### Work to be completed
Your copy should match the records below exactly, except for the pictures.
BEGIN
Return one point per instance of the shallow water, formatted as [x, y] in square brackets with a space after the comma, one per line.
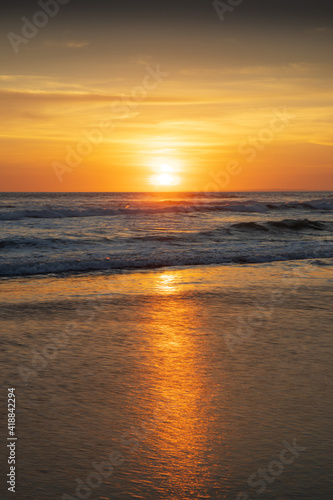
[82, 232]
[196, 376]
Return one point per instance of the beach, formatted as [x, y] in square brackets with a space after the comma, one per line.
[178, 383]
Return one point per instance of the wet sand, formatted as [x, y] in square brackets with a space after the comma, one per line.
[182, 382]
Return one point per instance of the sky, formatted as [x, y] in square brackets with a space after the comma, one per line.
[178, 95]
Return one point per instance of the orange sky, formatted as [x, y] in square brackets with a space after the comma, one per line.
[84, 108]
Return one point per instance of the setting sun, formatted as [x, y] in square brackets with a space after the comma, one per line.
[165, 176]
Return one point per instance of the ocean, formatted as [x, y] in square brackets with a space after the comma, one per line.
[169, 346]
[47, 233]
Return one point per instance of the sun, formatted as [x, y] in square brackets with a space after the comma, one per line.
[165, 176]
[164, 180]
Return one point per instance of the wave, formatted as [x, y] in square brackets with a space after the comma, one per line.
[151, 260]
[224, 206]
[283, 225]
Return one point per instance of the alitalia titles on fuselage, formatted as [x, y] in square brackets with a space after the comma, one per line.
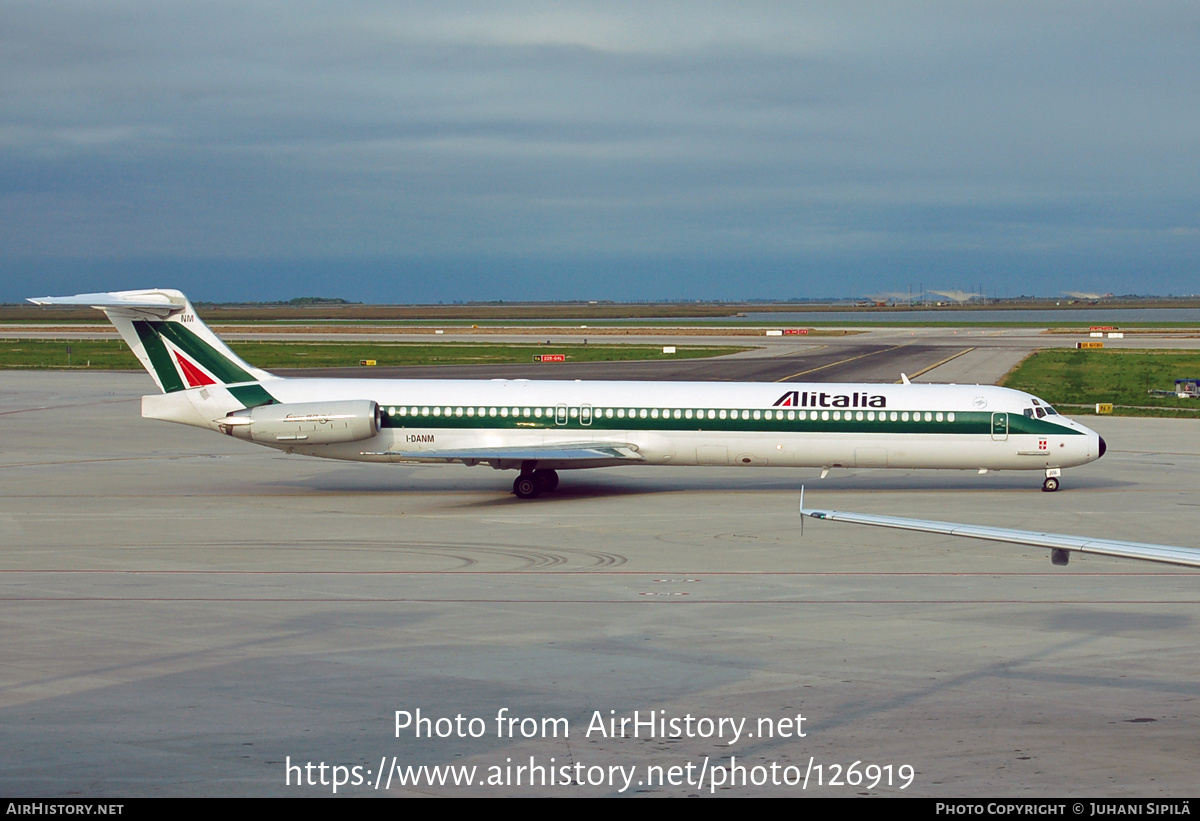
END
### Response area
Return one point per instance of the shallow water, formatted as [x, y] in square brackets with a space after the comma, one per line.
[82, 232]
[196, 376]
Return one point per instance of the beach, formatted as [x, y] in square brackets with a space after the comma, one per line.
[178, 383]
Return one point per instance of the wet sand, formatted as [x, y] in square brackets with a space after the comma, one per line.
[182, 382]
Return one point per instance of the sky, formatted as [x, y] in square brackets with a space after the comma, one per line.
[178, 95]
Return one point per instance of the orange sky, formatted as [x, y] in square brackets with a space after the comma, one per line.
[84, 108]
Return one point per instance of the setting sun, formatted as [x, y] in square brackets with a space after the comma, one per line.
[165, 176]
Return one point per instance of the ocean, formatted as [x, y] in square brackets with a space after the comma, one per line.
[169, 346]
[47, 233]
Return one point per instance of the sun, formatted as [x, y] in square brackets with a space after the comma, one per line.
[165, 176]
[164, 180]
Return one point per instance of the wave, formatted as [x, y] in square brackets with a space after the comma, one per line.
[151, 260]
[224, 206]
[283, 225]
Return one point per instance of the alitalia titles on fuselage, formatted as [x, y] in square brackets with a space after the comma, one per line.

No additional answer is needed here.